Requirement 1: According to the obituary of portrait artist Jean Pilk, how many former chairmen of the Joint Chiefs of Staff did she paint at the Pentagon?
Requirement 2: Extend the obituary of portrait artist Jean Pilk, picking up right after its last sentence.

Jean Pilk, a renowned artist who lived in Cape Elizabeth and Yarmouth at the end of a distinguished career painting portraits of high-ranking government officials, died Wednesday. She was 96.

Jean Pilk in her Cape Elizabeth studio, March 2006. Portland Press Herald photo

Pilk painted hundreds of portraits throughout her career, and some of her best-known subjects include Supreme Court Justice Sandra Day O’Connor, astronaut Michael Collins, Rep. John Dingell, and past governors from Virginia, South Carolina and Maine. She is the only artist to have a wing of her work hanging in the Pentagon, where she painted eight former chairmen of the Joint Chiefs of Staff, including Gen. Colin Powell. Her portraits also hang in the halls of Congress, in statehouses, in museums and in private collections around the world.

Candace Pilk Karu of Portland, the middle of her five children, said Thursday that her mother was really good at her craft.

“She often said, ‘I paint for the sheer love of money,’” Karu recalled. “She loved being a star. She loved the recognition. She loved the money. We had five kids. We had to go to college. We needed shoes and clothes. She loved making money. She loved hobnobbing with these extraordinary people that she might not have met otherwise.”

According to Pilk’s obituary, she was born in Kansas City and declared herself an artist at the age of 5, capturing images of anyone who would sit for her. By 12, she was taking painting classes in Kansas City. She earned a bachelor’s degree at Marymount College in Tarrytown, New York, and continued at the Art Students League, where she studied portraiture with her mentor, Herbert Abrams.

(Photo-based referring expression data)
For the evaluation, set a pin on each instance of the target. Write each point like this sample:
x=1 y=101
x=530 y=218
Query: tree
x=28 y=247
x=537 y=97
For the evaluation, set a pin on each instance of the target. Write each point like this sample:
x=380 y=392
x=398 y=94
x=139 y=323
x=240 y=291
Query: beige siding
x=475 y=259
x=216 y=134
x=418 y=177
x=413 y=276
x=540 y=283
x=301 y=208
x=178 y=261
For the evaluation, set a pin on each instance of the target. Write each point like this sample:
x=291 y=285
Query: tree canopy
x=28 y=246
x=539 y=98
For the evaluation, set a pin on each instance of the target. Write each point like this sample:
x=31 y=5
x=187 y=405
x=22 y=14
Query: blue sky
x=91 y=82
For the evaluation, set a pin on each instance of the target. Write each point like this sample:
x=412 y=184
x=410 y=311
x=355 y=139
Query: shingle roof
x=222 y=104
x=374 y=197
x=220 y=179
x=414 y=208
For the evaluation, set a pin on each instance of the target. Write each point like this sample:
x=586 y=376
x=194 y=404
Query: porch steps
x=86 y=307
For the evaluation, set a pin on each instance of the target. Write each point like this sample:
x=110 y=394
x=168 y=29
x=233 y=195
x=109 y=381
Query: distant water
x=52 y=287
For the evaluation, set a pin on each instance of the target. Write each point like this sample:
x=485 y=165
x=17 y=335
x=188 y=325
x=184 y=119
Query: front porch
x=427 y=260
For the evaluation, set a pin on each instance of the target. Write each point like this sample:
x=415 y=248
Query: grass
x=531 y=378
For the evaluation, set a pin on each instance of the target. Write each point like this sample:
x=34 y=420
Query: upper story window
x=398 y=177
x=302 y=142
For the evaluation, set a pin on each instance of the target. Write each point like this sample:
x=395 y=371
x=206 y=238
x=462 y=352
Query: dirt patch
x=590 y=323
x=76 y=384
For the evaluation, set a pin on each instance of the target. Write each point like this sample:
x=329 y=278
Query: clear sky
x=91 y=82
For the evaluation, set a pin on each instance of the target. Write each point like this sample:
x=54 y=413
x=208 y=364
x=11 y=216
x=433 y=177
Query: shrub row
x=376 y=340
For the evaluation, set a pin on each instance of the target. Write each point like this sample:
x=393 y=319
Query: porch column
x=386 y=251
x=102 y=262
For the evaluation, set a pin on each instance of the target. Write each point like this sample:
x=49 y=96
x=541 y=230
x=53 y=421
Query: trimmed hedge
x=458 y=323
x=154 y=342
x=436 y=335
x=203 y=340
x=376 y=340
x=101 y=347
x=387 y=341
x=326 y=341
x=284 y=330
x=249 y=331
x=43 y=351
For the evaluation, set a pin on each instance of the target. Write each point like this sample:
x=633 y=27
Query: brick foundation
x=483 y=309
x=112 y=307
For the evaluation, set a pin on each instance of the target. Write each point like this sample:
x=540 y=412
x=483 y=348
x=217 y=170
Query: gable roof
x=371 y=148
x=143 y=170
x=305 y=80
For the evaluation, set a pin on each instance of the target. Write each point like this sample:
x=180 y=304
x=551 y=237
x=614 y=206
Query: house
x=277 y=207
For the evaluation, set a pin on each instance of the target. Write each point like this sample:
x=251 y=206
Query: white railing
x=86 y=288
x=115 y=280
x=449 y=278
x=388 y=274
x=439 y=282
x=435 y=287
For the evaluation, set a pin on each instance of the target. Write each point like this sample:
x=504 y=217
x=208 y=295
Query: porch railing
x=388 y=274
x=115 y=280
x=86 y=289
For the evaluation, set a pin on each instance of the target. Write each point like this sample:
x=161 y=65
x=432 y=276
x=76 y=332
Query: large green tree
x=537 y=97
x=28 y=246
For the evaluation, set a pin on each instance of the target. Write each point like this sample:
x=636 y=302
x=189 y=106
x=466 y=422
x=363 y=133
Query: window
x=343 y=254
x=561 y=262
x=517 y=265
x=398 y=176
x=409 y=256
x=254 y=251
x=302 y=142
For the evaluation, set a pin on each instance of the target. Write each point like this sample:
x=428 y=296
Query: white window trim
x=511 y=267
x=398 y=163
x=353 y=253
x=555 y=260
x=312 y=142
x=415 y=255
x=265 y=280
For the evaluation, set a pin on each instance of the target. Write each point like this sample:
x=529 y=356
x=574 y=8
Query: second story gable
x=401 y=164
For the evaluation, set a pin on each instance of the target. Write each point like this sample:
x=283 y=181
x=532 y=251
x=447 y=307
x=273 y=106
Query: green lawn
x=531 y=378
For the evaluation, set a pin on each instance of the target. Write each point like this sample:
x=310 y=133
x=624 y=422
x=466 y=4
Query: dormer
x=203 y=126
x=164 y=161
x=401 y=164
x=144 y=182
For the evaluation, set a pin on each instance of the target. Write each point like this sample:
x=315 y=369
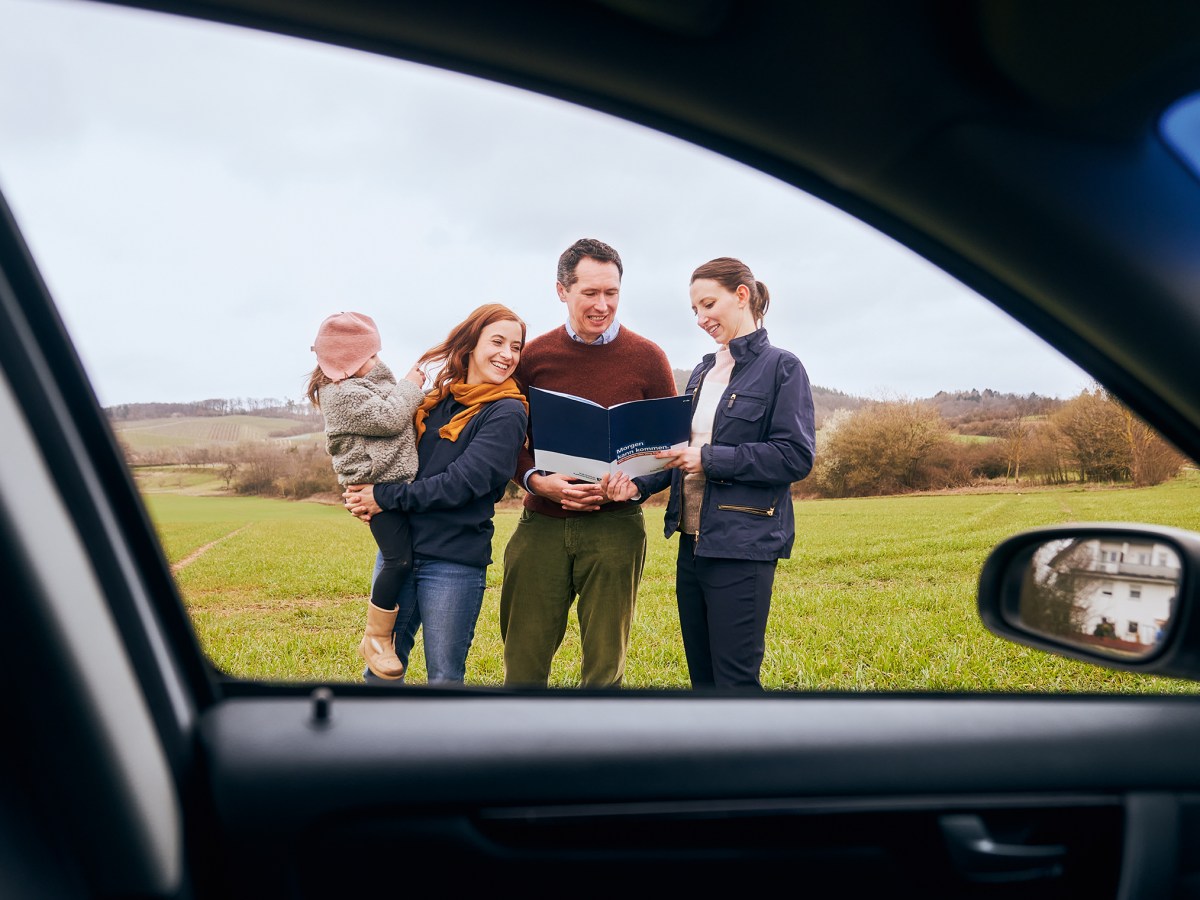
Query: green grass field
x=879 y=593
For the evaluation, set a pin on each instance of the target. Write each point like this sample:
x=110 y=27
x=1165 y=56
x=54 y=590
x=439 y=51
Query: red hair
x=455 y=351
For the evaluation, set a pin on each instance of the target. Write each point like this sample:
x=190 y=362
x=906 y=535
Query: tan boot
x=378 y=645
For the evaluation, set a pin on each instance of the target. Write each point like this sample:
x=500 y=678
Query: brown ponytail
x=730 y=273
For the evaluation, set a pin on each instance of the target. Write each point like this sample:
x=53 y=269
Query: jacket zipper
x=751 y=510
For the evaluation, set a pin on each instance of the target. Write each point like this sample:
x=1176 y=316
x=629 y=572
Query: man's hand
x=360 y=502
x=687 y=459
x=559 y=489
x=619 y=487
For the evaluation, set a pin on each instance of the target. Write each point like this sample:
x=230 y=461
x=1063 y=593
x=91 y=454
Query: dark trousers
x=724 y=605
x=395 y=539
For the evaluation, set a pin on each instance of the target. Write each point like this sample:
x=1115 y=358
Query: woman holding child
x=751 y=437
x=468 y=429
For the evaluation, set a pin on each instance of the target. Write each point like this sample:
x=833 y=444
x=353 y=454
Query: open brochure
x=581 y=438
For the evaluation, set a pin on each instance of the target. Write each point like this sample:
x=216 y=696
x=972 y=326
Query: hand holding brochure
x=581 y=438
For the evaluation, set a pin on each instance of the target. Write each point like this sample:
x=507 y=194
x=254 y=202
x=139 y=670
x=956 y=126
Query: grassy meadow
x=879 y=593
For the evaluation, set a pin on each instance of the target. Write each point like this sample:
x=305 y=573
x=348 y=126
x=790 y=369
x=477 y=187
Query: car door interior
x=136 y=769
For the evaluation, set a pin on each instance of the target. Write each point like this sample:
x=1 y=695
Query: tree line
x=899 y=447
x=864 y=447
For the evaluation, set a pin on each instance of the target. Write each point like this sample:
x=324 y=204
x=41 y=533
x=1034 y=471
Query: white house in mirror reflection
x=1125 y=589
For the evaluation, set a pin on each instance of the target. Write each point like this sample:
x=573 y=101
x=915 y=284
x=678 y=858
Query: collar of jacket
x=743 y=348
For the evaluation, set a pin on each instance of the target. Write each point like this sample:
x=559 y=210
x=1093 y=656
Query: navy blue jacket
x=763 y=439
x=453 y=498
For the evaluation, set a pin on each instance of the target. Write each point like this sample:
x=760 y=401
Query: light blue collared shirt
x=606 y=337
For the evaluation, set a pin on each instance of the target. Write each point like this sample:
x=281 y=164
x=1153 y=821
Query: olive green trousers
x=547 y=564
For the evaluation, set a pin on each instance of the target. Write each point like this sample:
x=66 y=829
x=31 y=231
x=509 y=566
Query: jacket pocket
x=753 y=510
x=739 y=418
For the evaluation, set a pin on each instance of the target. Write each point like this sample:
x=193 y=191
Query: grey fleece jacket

Reply 1: Eight

Reply 2:
Following art school, she married Jack Pilk, an Army colonel, and they went on to raise five children. In her early years, she taught drafting to high school students and had a thriving career doing illustrations for retail advertising. Her daughter said her mother often used her initials when she worked on these jobs to hide the fact she was a woman.


“She started out not revealing her gender. She was just J.B. Pilk and hoped for the best,” her daughter said.

In her early years while living in Washington, D.C., Pilk set up a studio in her kitchen and turned out portraits of children and mothers with their children, developing a reputation that eventually led to her portraits of prominent government officials.

Jean Pilk with former Gov. John Baldacci at the unveiling of his portrait in the Maine State House in 2010. Portland Press Herald photo

In a 2006 interview in the Maine Sunday Telegram, Pilk shared her experience of meeting the O’Connor, the first woman nominated and confirmed to the  Supreme Court.

“Oh, she was wonderful,” Pilk said in the story. “I sent her a letter. I said, ‘It’s almost as hard being a woman portrait painter as it is being a woman Supreme Court justice.’ She answered right away. She was wonderful. All the people I have met through this – and I have met so many – they are all straight arrows. There is no pretense about them.”

Karu said one of the reasons her mother’s portraits in Washington were so popular was because she made them personal. She said her mother made people come to her studio and sit for her. After the first sitting, she often took photographs of her subjects and then requested a follow-up visit for the final touches.

“Her studio was always a disaster,” her daughter said. “There was paint everywhere and a sloppy mess. The minute people went in there, it felt real and very authentic. It smelled of turpentine. I think people kind of relaxed around her.”


Jean Pilk Family photo

Another daughter, Stephanie Pilk of Yarmouth, said her mother’s portraits were unique because she incorporated personal items in the portraits. For example, the background of Powell’s portrait includes a painting of buffalo soldiers, the African Americans who primarily served in the West following the Civil War.

“Some people put symbolic things in the background that were almost as interesting as their faces,” Stephanie Pilk said.

Jean Pilk was remembered by her children this week as a tiny woman who had a huge presence in people’s lives. According to her obituary, she read the Wall Street Journal and Vogue Magazine with equal interest. She had a great fashion sense, liked plain food and juicy gossip.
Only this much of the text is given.